__Work request__. Every line of the records below that holds the word "armrest" should be copied out.

Records for processing START

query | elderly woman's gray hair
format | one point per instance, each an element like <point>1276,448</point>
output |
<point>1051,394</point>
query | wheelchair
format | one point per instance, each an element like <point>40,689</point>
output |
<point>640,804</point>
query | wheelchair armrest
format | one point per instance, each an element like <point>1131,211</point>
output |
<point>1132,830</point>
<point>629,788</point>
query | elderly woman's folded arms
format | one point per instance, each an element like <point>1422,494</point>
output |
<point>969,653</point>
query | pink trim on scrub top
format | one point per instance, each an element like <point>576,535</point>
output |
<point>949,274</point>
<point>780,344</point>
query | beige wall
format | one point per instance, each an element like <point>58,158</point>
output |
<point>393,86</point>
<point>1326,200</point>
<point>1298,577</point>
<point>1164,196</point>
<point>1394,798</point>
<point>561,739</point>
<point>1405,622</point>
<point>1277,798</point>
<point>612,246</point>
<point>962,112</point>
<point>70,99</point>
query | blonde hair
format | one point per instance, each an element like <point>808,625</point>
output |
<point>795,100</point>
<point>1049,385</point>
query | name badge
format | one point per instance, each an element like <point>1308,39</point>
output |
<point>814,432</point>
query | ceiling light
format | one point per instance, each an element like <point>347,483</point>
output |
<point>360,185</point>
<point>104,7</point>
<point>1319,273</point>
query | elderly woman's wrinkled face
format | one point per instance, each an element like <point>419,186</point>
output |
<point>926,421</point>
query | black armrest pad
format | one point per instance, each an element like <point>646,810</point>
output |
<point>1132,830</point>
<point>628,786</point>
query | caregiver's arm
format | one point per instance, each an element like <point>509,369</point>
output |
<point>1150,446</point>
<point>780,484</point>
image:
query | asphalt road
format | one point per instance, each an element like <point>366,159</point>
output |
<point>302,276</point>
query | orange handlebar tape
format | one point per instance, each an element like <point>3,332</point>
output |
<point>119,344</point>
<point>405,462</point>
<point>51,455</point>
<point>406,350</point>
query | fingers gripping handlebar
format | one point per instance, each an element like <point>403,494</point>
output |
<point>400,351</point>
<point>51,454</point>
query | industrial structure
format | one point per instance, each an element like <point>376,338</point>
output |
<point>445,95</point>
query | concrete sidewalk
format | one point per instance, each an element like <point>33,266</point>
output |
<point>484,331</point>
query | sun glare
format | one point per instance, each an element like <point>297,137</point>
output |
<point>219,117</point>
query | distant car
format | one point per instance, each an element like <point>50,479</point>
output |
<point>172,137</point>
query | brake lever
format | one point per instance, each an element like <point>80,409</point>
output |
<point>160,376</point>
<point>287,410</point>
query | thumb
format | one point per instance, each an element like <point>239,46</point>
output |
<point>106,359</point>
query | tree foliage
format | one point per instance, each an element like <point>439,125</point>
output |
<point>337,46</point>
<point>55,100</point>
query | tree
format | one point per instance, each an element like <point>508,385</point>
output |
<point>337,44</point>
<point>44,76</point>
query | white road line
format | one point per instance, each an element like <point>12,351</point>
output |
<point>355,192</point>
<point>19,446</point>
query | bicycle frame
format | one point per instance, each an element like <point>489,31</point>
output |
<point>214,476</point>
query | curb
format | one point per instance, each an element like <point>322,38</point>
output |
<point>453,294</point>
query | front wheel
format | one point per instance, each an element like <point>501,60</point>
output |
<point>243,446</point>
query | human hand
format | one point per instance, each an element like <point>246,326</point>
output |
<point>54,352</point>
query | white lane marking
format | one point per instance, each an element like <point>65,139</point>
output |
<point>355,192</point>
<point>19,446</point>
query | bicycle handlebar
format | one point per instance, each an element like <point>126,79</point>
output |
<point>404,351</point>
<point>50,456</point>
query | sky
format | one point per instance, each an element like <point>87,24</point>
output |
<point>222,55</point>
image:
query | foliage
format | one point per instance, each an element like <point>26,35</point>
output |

Records for processing END

__Response box__.
query | wheelchair armrest
query | black armrest pad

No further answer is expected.